* TEKS PILIHAN *
In [1]:
# Gensim library
# memakai gensim karena sudah support FastText
from gensim.models import FastText
from gensim.corpora import Dictionary
from gensim.models.keyedvectors import KeyedVectors
from numba import cuda

# NLTK library
import nltk
from nltk.util import ngrams
from nltk.tokenize import word_tokenize
from nltk.corpus import stopwords
from nltk.tokenize import word_tokenize

# Common packages
import pandas as pd
import numpy as np
import ast
import re

import csv


In [2]:
# DEFINE CONSTANT
top_1_column = ['Rank 1']
top_5_column = ['Rank 1', 'Rank 2', 'Rank 3', 'Rank 4', 'Rank 5']
top_10_column = ['Rank 1', 'Rank 2', 'Rank 3', 'Rank 4', 'Rank 5', 'Rank 6', 'Rank 7', 'Rank 8', 'Rank 9', 'Rank 10']

In [3]:
class BuildFasttext:
    def __init__(self, corpus):
        self.corpus = corpus

    def build_fastText(self):
        """_summary_
        Returns:
            _model(bin)_: _model fasttext_
        """
        print('====== BUILDING FASTTEXT MODEL IN PROCESS ! ======')
        model = FastText(sentences=self.corpus['unigram-bigram'])  # instantiate
        print('====== BUILDING FASTTEXT MODEL DONE ! ======')

        return model

    def build_rank_column(self, df_sim, rank):
        """_summary_

        Args:
            df_sim (_array_): _list dari similarity_
            rank (_int_): _rank yang dibutuhkan_

        Returns:
            _dataframe_: _data yang berisi kolum baru sesuai permintaan rank_
        """

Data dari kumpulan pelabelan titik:
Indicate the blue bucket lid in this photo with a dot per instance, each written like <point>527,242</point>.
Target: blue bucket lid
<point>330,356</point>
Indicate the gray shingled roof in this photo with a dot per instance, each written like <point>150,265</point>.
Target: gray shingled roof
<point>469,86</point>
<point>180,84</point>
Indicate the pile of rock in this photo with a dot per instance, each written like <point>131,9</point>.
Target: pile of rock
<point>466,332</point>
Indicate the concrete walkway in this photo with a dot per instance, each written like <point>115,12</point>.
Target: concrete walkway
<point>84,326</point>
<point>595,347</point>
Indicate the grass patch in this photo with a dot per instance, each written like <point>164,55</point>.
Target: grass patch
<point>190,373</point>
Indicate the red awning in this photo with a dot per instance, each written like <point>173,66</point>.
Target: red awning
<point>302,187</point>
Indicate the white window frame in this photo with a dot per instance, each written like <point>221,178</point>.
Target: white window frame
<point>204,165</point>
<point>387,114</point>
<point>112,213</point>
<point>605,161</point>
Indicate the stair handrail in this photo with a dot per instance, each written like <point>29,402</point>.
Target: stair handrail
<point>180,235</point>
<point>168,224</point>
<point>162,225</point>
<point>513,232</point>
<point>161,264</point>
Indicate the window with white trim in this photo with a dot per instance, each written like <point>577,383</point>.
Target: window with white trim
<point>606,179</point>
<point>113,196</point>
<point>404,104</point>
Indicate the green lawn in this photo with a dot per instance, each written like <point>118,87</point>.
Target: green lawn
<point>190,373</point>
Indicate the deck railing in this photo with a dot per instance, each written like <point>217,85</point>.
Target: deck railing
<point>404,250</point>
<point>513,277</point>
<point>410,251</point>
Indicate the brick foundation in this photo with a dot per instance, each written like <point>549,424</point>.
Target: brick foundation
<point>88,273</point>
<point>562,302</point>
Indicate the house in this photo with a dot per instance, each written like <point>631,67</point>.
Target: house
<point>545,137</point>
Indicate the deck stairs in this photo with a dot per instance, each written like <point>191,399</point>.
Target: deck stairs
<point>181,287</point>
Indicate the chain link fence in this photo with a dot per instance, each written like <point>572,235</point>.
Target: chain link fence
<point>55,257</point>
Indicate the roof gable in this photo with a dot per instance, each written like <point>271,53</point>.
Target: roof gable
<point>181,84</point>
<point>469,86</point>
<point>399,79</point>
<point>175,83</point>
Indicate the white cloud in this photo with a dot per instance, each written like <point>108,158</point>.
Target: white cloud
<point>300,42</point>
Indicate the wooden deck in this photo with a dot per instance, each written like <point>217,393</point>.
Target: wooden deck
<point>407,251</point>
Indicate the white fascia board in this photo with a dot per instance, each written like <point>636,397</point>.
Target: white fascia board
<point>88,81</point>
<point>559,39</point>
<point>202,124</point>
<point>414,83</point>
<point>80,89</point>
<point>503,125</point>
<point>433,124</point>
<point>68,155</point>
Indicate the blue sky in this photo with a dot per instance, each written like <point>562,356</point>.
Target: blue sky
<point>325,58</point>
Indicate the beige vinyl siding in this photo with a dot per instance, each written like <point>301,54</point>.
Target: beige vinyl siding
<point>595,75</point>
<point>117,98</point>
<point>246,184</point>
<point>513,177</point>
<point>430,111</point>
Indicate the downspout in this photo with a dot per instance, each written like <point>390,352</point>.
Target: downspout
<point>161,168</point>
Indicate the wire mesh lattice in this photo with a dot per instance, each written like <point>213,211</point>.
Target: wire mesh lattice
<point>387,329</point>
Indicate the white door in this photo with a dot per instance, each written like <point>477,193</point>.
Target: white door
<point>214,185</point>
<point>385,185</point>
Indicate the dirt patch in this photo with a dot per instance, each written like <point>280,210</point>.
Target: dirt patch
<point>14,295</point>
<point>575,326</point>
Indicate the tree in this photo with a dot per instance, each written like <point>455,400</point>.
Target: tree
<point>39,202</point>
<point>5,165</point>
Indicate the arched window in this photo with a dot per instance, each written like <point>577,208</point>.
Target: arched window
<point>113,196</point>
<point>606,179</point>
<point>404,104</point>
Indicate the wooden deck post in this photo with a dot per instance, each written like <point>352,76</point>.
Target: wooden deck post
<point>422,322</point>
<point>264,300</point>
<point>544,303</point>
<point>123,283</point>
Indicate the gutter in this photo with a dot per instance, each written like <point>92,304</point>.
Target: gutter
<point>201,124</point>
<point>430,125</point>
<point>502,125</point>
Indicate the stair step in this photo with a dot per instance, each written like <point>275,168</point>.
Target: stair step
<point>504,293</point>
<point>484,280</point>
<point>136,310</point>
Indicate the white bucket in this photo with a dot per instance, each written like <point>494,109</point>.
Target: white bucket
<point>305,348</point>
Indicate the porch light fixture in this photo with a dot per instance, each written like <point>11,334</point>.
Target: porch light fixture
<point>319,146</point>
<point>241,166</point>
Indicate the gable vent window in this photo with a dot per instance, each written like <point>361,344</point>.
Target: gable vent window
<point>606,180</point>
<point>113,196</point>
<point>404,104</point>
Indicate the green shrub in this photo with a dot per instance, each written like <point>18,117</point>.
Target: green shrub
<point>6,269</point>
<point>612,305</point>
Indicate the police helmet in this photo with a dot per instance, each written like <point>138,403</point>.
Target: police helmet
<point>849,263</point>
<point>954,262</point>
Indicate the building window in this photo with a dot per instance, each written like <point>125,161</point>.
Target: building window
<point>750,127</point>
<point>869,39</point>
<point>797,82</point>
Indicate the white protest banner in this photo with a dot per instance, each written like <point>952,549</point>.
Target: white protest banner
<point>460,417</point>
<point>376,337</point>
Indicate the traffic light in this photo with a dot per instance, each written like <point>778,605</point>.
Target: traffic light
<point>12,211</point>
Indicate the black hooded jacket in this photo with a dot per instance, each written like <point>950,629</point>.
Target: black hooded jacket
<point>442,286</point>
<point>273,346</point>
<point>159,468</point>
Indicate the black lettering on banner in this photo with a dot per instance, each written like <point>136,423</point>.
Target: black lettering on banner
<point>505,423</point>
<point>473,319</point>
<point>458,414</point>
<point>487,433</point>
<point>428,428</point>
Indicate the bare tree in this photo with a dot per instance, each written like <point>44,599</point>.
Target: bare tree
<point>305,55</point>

* DAFTAR TUGAS *
1. Menurut komentar dalam kode FastText, mengapa library gensim dipakai?
2. Salin kata demi kata bagian kode FastText yang dimulai dari "print('====== BUILDING FASTTEXT MODEL IN" dan berakhir pada "MODEL DONE ! ======')".
Baris-baris data tersebut tidak diperlukan untuk mengerjakan tugas.

* JAWABAN TUGAS *
1. Gensim dipakai karena sudah mendukung FastText.

2.
print('====== BUILDING FASTTEXT MODEL IN PROCESS ! ======')
        model = FastText(sentences=self.corpus['unigram-bigram'])  # instantiate
        print('====== BUILDING FASTTEXT MODEL DONE ! ======')